WORK INSTRUCTIONS -
Can you turn all the records below into a Markdown table with the columns Row and Line, one numbered row per line, skipping blank lines and leaving the pictures out?

------------------------

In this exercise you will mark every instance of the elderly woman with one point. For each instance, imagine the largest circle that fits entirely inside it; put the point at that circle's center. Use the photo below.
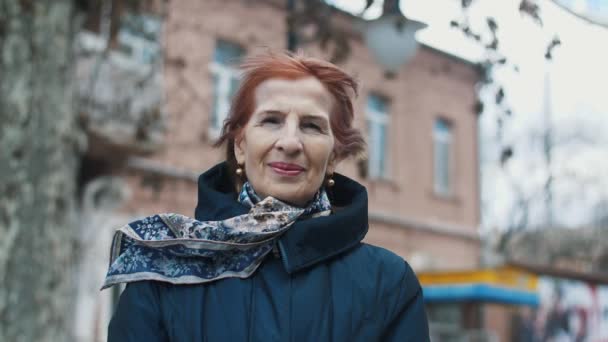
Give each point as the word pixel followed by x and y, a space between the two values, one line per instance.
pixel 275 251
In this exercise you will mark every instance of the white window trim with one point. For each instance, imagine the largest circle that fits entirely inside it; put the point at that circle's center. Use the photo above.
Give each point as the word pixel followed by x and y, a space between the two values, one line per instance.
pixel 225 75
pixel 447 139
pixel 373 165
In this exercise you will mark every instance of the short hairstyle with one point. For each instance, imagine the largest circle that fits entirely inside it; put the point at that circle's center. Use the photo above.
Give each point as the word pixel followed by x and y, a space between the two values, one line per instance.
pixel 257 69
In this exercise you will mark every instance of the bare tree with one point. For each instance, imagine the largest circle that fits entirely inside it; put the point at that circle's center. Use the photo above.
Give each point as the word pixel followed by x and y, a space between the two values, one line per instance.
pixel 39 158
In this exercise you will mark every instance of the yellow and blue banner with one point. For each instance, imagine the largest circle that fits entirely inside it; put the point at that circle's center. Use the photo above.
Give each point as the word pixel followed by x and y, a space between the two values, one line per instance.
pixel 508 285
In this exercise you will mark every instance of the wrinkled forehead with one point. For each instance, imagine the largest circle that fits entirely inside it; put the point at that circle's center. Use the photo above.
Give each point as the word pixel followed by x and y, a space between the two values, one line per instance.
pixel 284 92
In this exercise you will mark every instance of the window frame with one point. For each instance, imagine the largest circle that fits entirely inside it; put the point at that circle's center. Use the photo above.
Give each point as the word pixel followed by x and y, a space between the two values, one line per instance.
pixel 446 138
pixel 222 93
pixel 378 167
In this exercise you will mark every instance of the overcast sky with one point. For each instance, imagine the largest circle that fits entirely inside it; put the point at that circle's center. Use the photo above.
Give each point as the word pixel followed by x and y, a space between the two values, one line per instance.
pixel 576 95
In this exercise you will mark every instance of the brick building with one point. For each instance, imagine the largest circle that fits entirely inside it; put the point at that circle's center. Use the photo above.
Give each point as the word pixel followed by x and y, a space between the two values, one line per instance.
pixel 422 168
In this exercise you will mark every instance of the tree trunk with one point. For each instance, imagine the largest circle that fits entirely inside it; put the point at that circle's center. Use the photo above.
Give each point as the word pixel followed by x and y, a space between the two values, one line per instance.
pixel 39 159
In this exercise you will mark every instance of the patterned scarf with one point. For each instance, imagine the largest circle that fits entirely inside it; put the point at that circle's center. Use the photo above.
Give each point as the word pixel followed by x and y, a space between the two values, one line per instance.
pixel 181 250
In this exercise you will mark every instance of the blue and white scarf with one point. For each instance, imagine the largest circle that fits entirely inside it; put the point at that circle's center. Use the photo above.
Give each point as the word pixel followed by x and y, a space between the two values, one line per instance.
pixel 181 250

------------------------

REPLY -
| Row | Line |
|---|---|
| 1 | In this exercise you will mark every instance of the elderly woman with one point. For each instance, imagine the largest circle that fits entirely inside it; put the point at that circle's center. Use the photo below. |
| 2 | Give each point as the word pixel followed by x and y, a space between the two values, one line per instance. |
| 3 | pixel 275 251 |
| 4 | In this exercise you will mark every instance of the white window trim with one point. For each instance, imagine the largest circle that fits entirely inside it; put the point at that circle's center. Use the photo above. |
| 5 | Give each point as the word pixel followed by x and y, a space between the two values, one line per instance. |
| 6 | pixel 225 75 |
| 7 | pixel 447 139 |
| 8 | pixel 373 165 |
| 9 | In this exercise you will mark every instance of the short hairstyle with one point. For each instance, imagine the largest circle that fits entirely inside it; put the point at that circle's center. Use the photo above. |
| 10 | Give each point as the word pixel followed by x and y, a space between the two values, one line per instance. |
| 11 | pixel 257 69 |
| 12 | In this exercise you will mark every instance of the bare tree with one point. For each instance, imagine the largest circle that fits entirely inside it; put the point at that circle's center. Use the photo above. |
| 13 | Give each point as the word pixel followed by x and y, a space between the two values, one line per instance. |
| 14 | pixel 39 158 |
| 15 | In this exercise you will mark every instance of the yellow and blue banner with one point. For each instance, imagine the largest circle that fits entirely inside it; put the point at that circle's center. Use the photo above. |
| 16 | Give each point as the word pixel followed by x and y, a space between the two values, one line per instance. |
| 17 | pixel 508 285 |
| 18 | In this exercise you will mark every instance of the wrinkled forehead with one point. For each instance, imagine the largest circle that fits entirely inside it; put the point at that circle's center. Use the photo above. |
| 19 | Give each point as the word pixel followed by x and y, a space between the two values, one line per instance. |
| 20 | pixel 284 92 |
| 21 | In this exercise you will mark every instance of the window frame with one point. For each instance, imagine the largest circle that fits entirely inside it; put the point at that circle's center. Use the photo above. |
| 22 | Give each point as the word pixel followed by x and y, a space between the two values, one line per instance. |
| 23 | pixel 446 138 |
| 24 | pixel 222 93 |
| 25 | pixel 378 167 |
| 26 | In this exercise you will mark every instance of the overcast sky with one point. For each instance, imagine the largest circle that fits entirely inside it; put the point at that circle's center. Use the photo above. |
| 27 | Give each point as the word pixel followed by x and y, a space between the two values, one line per instance. |
| 28 | pixel 576 95 |
| 29 | In this exercise you will mark every instance of the brick building with one point. For each instance, imagine the largest circle that fits entirely inside it; put the point at that circle's center. Use the photo above. |
| 30 | Give each point as the word pixel followed by x and y, a space between the two values, one line per instance. |
| 31 | pixel 422 168 |
| 32 | In this exercise you will mark every instance of the tree trunk with one point. For each instance, imagine the largest circle that fits entirely inside it; put the point at that circle's center. Use the photo above. |
| 33 | Give each point as the word pixel followed by x and y, a space between the two values, one line per instance. |
| 34 | pixel 39 159 |
| 35 | In this exercise you will mark every instance of the patterned scarf with one point. For each instance, imagine the largest circle that fits entirely inside it; put the point at that circle's center. Use the photo above. |
| 36 | Give each point as the word pixel followed by x and y, a space between the two values, one line per instance. |
| 37 | pixel 181 250 |
| 38 | In this exercise you will mark every instance of the blue and white scarf with one point. For each instance, imagine the largest circle that fits entirely inside it; put the point at that circle's center. Use the photo above. |
| 39 | Give each point as the word pixel followed by x and y, a space between the two values, one line per instance. |
| 40 | pixel 181 250 |